SOURCE TEXT
The main motivation for this study was that although there are many excellent sites91–93 providing detailed data on the human genome, it is cumbersome or not possible to retrieve the disease-associated genes together with supporting references from these sites. There are a few resources that provide disorder-targeted genes with references,14 94 but we found some issues related to references in such sites that cannot be addressed easily by the user as exemplified in the results section.

The innovation of our approach over existing tools is in the increased precision and that it is directly applicable within the context of statistical genetics and human genetic disorder research. Our method includes three formal steps—(1) extended query, (2) keyword filter, and (3) evaluation of abstract structure—to retrieve target disorder-specific, genetics-related articles. When compared to the mainstream data repositories such as HuGE Navigator, GAD, and OMIM, our three steps appear consistently to avoid the inclusion of non-genetics/non-research references and avoid mis-tagging genes/disorders.

Despite the encouraging results shown here, there are a number of limitations of our approach. First, as it focuses on extracting human genes and disorders, it will not accurately extract genes from model animal studies, for example zebrafish as an animal model for human fetal brain development.95 96 Second, because our tool uses a precision-based algorithm to extract genes, non-authoritative gene names/symbols that are not included in NCBI genes or HGNC may not be properly matched to the correct gene symbols. Finally, our method searches titles and abstracts and therefore will not recover a gene association that is only mentioned in the main text. This could impact the sensitivity with GWAS that report many genes or loci in one article as a list in the main text.

We plan to expand our approach to the full text of the articles as future work. As expected from the BioCreative II task,31 36 our rule-based algorithm successfully worked within the focused set of human genome research articles, and within concise data of titles and abstracts. However, statistical or hybrid entity recognition approaches may perform better in full text analysis, as shown in the BioCreative III task.30 We will examine this hypothesis with conditional random field-based models.41 42 97 98

Conclusion

In this work, we introduced a novel PubMed extraction tool that can find and summarize research articles presenting evidence of gene–disorder associations. Comparison with existing resources demonstrated that our tool can cover more references in general and extract candidate genes with an accuracy comparable to manually curated sites. This application provides a fundamental basis for conducting cross-disorder analysis among related disorders, including solid evidence in the literature for every gene–disorder association. The overall candidate gene sets and supporting reference information are available at http://genehawk.hms.harvard.edu, and we plan to update result sets periodically as new publications come out.

PROMPT
Reproduce word for word the section of the passage on mining gene–disorder literature that begins with "Despite the encouraging" and ends with "list in the main text.". The records have no connection to the text above.

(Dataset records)
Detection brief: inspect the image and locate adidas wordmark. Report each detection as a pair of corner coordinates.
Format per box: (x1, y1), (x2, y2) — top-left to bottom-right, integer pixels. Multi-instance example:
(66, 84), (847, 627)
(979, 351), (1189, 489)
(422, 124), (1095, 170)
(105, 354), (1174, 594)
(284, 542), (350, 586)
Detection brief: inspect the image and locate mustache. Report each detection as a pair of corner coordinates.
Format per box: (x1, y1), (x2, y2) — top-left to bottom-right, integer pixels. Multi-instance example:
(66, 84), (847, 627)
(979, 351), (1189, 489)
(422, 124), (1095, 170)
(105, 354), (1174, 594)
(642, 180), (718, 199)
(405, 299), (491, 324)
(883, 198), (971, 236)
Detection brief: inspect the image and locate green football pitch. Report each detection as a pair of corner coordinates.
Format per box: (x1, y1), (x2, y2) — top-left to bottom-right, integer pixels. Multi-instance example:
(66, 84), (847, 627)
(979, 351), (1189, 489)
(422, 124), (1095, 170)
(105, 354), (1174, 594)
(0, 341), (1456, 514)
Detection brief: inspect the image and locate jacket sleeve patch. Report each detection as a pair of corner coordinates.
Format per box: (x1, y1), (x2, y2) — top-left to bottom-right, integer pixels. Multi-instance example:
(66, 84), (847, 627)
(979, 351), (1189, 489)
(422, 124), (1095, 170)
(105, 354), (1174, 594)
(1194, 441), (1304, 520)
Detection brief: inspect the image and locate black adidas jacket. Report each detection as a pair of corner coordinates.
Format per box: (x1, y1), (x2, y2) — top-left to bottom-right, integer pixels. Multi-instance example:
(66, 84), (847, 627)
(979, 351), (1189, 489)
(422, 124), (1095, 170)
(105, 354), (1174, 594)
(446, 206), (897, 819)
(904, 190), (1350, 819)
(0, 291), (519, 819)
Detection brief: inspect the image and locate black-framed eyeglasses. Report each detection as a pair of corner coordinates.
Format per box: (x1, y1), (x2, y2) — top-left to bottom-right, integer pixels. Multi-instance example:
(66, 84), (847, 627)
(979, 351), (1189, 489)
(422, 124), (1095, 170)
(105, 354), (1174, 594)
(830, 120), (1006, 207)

RESULT
Despite the encouraging results shown here, there are a number of limitations of our approach. First, as it focuses on extracting human genes and disorders, it will not accurately extract genes from model animal studies, for example zebrafish as an animal model for human fetal brain development.95 96 Second, because our tool uses a precision-based algorithm to extract genes, non-authoritative gene names/symbols that are not included in NCBI genes or HGNC may not be properly matched to the correct gene symbols. Finally, our method searches titles and abstracts and therefore will not recover a gene association that is only mentioned in the main text. This could impact the sensitivity with GWAS that report many genes or loci in one article as a list in the main text.